> _Exercise objective_
What follows is a set of records; give them all back exactly.

+++ Data records +++

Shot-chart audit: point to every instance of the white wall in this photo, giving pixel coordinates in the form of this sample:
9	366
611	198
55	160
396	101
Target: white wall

+++

> _Exercise output_
Shot-chart audit: point to every instance of the white wall in this photo, giving pixel coordinates in the form of this sample:
9	366
611	198
55	160
396	101
Target: white wall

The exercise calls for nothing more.